Pick out every line in the data below that contains the word "like" and copy each of those lines.

─── SUPPLIED RECORDS

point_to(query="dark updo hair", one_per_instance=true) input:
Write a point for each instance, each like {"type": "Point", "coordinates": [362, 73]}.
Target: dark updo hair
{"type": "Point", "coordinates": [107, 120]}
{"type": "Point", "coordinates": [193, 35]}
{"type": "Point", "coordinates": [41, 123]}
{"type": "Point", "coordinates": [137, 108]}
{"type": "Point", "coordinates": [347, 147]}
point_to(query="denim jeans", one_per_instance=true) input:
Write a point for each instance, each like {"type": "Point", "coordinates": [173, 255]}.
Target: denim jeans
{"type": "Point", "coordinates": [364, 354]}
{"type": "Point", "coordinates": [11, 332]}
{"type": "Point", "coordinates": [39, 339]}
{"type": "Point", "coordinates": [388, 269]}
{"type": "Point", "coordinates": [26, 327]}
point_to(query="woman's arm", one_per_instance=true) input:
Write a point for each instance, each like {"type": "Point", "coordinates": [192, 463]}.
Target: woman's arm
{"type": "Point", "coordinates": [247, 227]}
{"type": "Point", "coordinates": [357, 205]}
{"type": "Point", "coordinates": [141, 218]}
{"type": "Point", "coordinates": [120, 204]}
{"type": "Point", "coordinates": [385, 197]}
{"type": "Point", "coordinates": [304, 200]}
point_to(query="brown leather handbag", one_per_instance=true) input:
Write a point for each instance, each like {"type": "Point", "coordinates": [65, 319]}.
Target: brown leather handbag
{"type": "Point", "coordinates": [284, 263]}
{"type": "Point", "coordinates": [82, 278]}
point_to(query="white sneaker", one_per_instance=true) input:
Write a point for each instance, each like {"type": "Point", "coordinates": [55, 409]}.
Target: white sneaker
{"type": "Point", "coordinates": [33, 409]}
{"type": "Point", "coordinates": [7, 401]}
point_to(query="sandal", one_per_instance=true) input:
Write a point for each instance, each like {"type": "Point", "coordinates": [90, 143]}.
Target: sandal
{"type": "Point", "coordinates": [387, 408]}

──────

- TASK RESPONSE
Write a point for each instance, each like {"type": "Point", "coordinates": [362, 73]}.
Write a point for each instance, each like {"type": "Point", "coordinates": [173, 255]}.
Write a point for each instance, each like {"type": "Point", "coordinates": [192, 463]}.
Write a point for each instance, each like {"type": "Point", "coordinates": [65, 319]}.
Write a point for each instance, each like {"type": "Point", "coordinates": [55, 409]}.
Write a point for each instance, each like {"type": "Point", "coordinates": [90, 143]}.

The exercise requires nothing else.